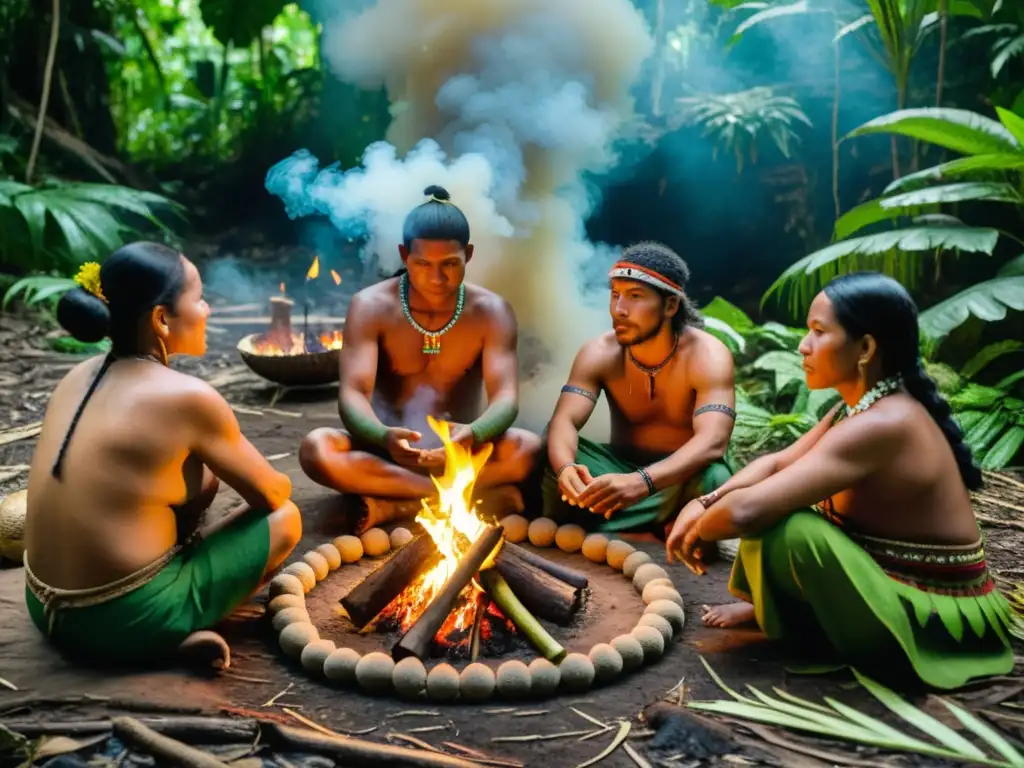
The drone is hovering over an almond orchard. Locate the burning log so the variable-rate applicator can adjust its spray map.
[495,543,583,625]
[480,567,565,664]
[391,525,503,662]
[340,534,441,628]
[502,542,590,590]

━━━

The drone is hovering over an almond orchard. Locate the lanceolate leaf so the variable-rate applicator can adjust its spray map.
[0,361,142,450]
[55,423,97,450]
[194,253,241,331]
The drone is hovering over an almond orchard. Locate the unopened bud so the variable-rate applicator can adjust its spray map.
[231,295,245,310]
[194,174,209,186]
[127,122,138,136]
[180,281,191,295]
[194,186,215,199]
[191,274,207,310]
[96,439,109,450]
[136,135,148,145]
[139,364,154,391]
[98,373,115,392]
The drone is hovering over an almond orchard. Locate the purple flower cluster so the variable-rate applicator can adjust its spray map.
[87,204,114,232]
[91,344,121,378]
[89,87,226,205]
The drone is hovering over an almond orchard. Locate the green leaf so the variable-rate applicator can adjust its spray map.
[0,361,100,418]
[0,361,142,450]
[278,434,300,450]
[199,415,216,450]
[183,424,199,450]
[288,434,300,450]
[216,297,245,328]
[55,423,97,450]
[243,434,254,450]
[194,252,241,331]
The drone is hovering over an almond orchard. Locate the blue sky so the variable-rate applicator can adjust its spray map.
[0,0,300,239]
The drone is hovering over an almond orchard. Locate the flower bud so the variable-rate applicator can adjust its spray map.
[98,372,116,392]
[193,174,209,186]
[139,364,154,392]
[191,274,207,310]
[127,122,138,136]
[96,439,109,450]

━━━

¿En cuántas líneas del material aparece la palabra "flower"? Cuéntalas y responde solo con la cifra.

▸ **Solución del ejercicio**: 2